[Dataset entries]
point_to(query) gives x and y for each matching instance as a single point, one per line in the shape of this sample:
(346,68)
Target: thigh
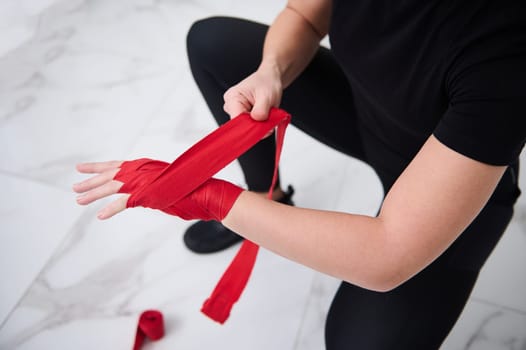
(416,315)
(420,313)
(223,51)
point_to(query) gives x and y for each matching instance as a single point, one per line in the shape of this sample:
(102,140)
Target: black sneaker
(211,236)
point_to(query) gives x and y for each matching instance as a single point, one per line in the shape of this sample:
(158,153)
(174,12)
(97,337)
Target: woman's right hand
(255,94)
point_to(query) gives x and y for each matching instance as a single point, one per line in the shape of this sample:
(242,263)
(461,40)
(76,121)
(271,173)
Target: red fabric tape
(157,185)
(151,326)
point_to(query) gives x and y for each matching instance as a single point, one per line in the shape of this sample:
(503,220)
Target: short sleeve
(486,117)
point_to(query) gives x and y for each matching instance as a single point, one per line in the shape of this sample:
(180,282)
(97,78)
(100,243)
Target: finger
(261,109)
(105,190)
(98,167)
(235,104)
(95,181)
(113,208)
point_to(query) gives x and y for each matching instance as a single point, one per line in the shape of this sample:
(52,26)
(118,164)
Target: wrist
(270,67)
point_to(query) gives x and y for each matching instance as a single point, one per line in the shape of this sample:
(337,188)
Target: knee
(206,37)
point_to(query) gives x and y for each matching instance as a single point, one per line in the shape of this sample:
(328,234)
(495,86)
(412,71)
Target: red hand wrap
(150,325)
(210,201)
(185,188)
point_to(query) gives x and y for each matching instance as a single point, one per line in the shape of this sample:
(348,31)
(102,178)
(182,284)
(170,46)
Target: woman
(430,94)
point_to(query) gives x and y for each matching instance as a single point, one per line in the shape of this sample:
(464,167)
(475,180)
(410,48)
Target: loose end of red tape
(217,310)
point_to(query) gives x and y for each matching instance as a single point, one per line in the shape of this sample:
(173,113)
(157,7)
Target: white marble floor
(110,80)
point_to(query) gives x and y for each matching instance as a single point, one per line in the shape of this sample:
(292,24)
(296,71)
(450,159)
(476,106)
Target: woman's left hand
(101,185)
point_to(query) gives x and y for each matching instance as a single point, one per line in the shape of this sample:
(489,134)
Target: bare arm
(294,37)
(431,203)
(290,44)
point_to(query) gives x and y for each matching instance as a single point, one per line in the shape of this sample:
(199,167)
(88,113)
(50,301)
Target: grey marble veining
(110,80)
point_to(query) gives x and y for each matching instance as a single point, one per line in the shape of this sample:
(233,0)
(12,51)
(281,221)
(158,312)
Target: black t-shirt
(455,69)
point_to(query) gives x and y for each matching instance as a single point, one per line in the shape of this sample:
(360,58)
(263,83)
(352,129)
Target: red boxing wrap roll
(185,188)
(151,325)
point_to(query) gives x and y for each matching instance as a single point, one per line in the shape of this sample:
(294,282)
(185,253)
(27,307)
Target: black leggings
(416,315)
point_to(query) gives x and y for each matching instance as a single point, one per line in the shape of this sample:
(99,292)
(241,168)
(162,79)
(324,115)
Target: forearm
(346,246)
(292,41)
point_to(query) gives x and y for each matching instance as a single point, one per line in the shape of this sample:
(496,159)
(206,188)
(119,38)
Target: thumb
(260,109)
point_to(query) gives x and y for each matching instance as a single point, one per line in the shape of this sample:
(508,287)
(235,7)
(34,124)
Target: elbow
(383,282)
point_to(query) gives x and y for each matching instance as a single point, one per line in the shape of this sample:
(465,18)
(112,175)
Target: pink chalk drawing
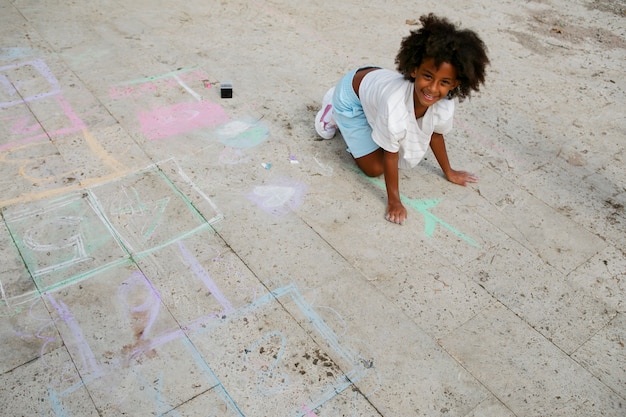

## Task objective
All of the records above should be written out exactly, with the pictures left out.

## Solution to this problem
point_to(query) gives x and y for each matching instance as a single point, one per line in the shape of this sample:
(346,68)
Target: thigh
(416,315)
(420,313)
(223,51)
point_to(query) gives x and y for each matching instance as a single point, one per line in the shape of this sample:
(102,140)
Target: black sneaker
(211,236)
point_to(query) gives x and y for each matching instance as a single point, one per line in the shape of this sample:
(158,153)
(174,12)
(97,337)
Target: woman's right hand
(255,94)
point_to(query) gives x and y for each matching instance as a single point, one per line in the shape of this sample:
(242,263)
(461,40)
(76,121)
(271,173)
Target: red fabric tape
(157,185)
(151,326)
point_to(query) gives x and y for each matching instance as a single point, one per line in the shape of this sample:
(503,220)
Target: short sleeve
(486,117)
point_to(query) gives x and y for each matching instance as a single point, one per line in the shape of this sample:
(180,282)
(97,78)
(100,243)
Target: finger
(261,109)
(105,190)
(98,167)
(235,104)
(95,181)
(113,208)
point_to(query) gives x and y for each matching instance as a single point, one per line in the shape of this sample:
(52,26)
(118,164)
Target: wrist
(270,67)
point_to(query) gives x and y for each matching instance as a single point, one per line in the shape of this sample:
(337,188)
Target: knee
(206,37)
point_to(query) gives x and y for each matching instance as a single point, one per line in the shape of this sample:
(328,234)
(495,86)
(412,71)
Target: red hand wrap
(150,325)
(210,201)
(185,188)
point_to(query) gives x and y for each matching instance as a single point, one per line in the shape of this sample:
(348,31)
(102,178)
(182,284)
(170,46)
Target: woman
(430,94)
point_to(query) gives x and y for each matching instance as a single point, one per line in the shape of this sample:
(464,167)
(475,180)
(410,48)
Target: loose end of red tape
(217,310)
point_to(query) gives x and y for each matching instance as a single point, one per line in the shape of this sample:
(173,113)
(157,7)
Target: white marble floor
(110,80)
point_to(query) gives x and y for each matching instance as a single point, one per line in the shape of this sample:
(292,24)
(296,71)
(450,159)
(476,106)
Target: woman's left hand
(101,185)
point_to(query) gives x and y for each matching instance as a single point, one per line in the shape of this sample:
(489,134)
Target: bare arm
(294,37)
(431,203)
(290,44)
point_to(query) gives x and y for each matching instance as a single point, one per line in the shape of this sample:
(199,167)
(88,113)
(50,301)
Target: grey marble veining
(110,80)
point_to(query) gives x and y for each matching instance as a single point, one per line in the shape of this sample:
(233,0)
(12,51)
(281,221)
(158,312)
Target: black t-shirt
(455,69)
point_to(query) gives x and y for each matching instance as a single point, one per line in the shape of this sample:
(360,58)
(263,83)
(352,129)
Target: red boxing wrap roll
(185,188)
(151,325)
point_to(query) gives x and y for each matching instance as a single point, one per line in the shape of this sample:
(294,282)
(185,253)
(27,307)
Target: black leggings
(416,315)
point_to(query) gives x and y for each matching instance as a single point, one per line in the shape of this sample:
(99,292)
(241,168)
(162,79)
(324,115)
Target: forearm
(346,246)
(292,41)
point_to(query) gives x and y for each matching instance as a single point, one per line in the shape of this sample:
(496,159)
(206,188)
(119,38)
Target: thumb
(260,109)
point_to(query) gives x and y for each matching instance as a single point, one per line in the shape of this sample:
(508,287)
(235,7)
(34,124)
Target: elbow
(383,282)
point_to(query) gives x and y for each matching instance as a single point, one per line in the shape of this sample:
(465,18)
(112,175)
Target: pink chalk drawing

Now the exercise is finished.